Reproduce the records below verbatim, starting at the line containing "Practice task. Find the small waterfall" and continuing through the end of the records, both ends included. Omit the pictures.

* BEGIN ITEMS *

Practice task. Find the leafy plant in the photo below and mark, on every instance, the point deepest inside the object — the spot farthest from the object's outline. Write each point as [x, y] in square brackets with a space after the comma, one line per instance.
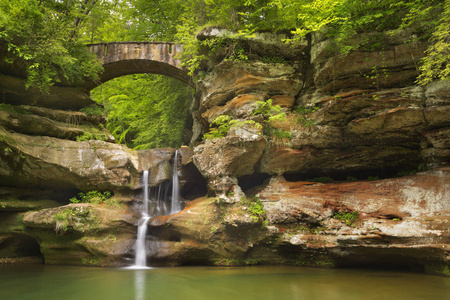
[145, 111]
[94, 197]
[92, 134]
[93, 110]
[255, 208]
[302, 118]
[349, 217]
[321, 179]
[222, 124]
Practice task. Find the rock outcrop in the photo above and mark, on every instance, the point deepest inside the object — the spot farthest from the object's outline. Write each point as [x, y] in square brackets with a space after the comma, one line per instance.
[349, 120]
[400, 222]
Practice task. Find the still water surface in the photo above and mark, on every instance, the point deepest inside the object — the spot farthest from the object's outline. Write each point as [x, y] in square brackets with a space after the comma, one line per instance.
[186, 283]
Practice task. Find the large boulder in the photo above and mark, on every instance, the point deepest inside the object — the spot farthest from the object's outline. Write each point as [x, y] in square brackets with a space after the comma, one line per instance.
[83, 234]
[45, 162]
[402, 221]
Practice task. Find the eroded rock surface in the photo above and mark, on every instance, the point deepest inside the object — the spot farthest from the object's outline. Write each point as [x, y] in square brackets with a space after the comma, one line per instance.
[402, 221]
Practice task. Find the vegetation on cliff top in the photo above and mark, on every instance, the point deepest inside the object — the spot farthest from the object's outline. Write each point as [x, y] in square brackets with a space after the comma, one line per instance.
[46, 39]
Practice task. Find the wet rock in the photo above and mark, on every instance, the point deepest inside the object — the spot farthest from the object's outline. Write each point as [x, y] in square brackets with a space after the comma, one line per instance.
[83, 234]
[46, 162]
[234, 155]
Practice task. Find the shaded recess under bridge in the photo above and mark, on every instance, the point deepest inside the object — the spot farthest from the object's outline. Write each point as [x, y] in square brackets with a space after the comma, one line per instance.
[124, 58]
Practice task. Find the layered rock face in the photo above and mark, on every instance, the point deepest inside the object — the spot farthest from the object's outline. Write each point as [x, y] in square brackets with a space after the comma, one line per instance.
[392, 222]
[49, 152]
[350, 120]
[324, 186]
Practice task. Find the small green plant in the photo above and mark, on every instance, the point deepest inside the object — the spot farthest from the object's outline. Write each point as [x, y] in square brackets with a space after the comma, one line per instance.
[322, 179]
[349, 217]
[302, 119]
[274, 60]
[269, 111]
[94, 197]
[255, 208]
[62, 220]
[237, 54]
[278, 133]
[92, 134]
[93, 110]
[351, 179]
[222, 124]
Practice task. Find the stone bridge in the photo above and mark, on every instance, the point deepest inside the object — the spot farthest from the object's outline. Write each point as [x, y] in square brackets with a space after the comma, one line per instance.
[123, 58]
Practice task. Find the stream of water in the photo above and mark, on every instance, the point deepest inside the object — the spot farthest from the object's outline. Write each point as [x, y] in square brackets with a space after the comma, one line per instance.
[152, 207]
[218, 283]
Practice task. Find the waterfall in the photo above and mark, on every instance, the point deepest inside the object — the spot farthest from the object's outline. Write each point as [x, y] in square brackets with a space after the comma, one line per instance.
[140, 252]
[146, 199]
[155, 203]
[175, 187]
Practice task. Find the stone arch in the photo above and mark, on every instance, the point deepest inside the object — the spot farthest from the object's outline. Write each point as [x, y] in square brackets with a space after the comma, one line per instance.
[124, 58]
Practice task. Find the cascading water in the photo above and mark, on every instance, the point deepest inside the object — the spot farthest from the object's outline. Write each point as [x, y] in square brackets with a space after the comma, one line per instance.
[175, 187]
[141, 253]
[156, 202]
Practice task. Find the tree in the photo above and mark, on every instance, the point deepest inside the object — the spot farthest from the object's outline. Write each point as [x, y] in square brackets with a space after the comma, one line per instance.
[42, 37]
[144, 110]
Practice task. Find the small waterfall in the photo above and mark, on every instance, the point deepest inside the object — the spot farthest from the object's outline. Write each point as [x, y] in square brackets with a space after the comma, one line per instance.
[175, 187]
[141, 253]
[156, 202]
[146, 199]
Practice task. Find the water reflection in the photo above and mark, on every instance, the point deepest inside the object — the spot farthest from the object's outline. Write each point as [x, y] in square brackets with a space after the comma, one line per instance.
[205, 283]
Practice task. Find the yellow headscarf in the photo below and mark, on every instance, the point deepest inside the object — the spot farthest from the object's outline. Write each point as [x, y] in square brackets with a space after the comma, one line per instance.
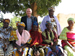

* END ITEMS *

**THE REPLY**
Practice task. Find the small waterfall in the photo above and mark, on every instance, the point deepest inside the object — the spot farthest from the object's outline. Write each point as [x, y] in square brackets with a space after the comma, one line per instance.
[175, 187]
[141, 253]
[156, 202]
[146, 199]
Practice task. Find the water reflection in the photo above and mark, on every instance, the point deepest inside the object — the spot farthest from the object's outline. Write each point as [x, y] in square brackets with a space after the comma, one line per instance.
[205, 283]
Practice task. Find the yellow headscarf in the photo below and mark, on every instance, the point deepest inside the object — the spot farthest from the object's outline. Write each point as [x, y] in square brackets with a space after the comma, one line per instance.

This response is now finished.